> [ACTION ITEM] Would you set down all of the entries below exactly as they stand?

++++ DATA SECTION

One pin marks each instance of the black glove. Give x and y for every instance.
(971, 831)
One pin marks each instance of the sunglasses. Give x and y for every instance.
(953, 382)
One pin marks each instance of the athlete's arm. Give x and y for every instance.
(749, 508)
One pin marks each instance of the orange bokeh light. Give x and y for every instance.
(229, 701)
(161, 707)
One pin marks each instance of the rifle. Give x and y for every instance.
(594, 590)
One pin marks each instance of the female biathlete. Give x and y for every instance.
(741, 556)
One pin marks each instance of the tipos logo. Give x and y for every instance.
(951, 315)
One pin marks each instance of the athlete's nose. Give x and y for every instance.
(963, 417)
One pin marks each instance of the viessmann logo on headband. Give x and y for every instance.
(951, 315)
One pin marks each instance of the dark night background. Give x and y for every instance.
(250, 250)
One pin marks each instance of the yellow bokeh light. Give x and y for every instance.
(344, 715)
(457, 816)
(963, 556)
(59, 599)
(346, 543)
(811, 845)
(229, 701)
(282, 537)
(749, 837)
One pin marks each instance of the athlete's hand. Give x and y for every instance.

++++++++

> [WRITTEN ANSWER]
One pin marks each instance of the black glove. Give x and y for every instance.
(971, 831)
One pin marks each instance of the sunglasses. Give x and y for every instance.
(953, 382)
One pin marks each instance of the athlete's arm. Give x and y for every instance.
(749, 508)
One pin marks each instance of the orange bokeh light. Give x and y for every instance.
(229, 701)
(161, 707)
One pin marks each instance of the rifle. Give x and y for every instance.
(594, 590)
One pin marks each instance of the female biathlete. Give x and y for every instance.
(741, 556)
One pin marks each instance of the tipos logo. Give x and y for every instance.
(951, 315)
One pin marks each instance of the athlete's nose. Give x and y for every instance.
(963, 417)
One pin marks each instance of the viessmann logo on headband. Give x and y for every instance.
(951, 315)
One pin marks each instance of the dark night background. Give x and y for every instance.
(250, 250)
One pin marks each instance of the yellow bokeh light. Give x and y for every instance.
(344, 715)
(457, 816)
(963, 556)
(59, 599)
(346, 543)
(811, 845)
(229, 701)
(282, 537)
(749, 837)
One pin marks each instance of the athlete's hand. Give x and y for every instance.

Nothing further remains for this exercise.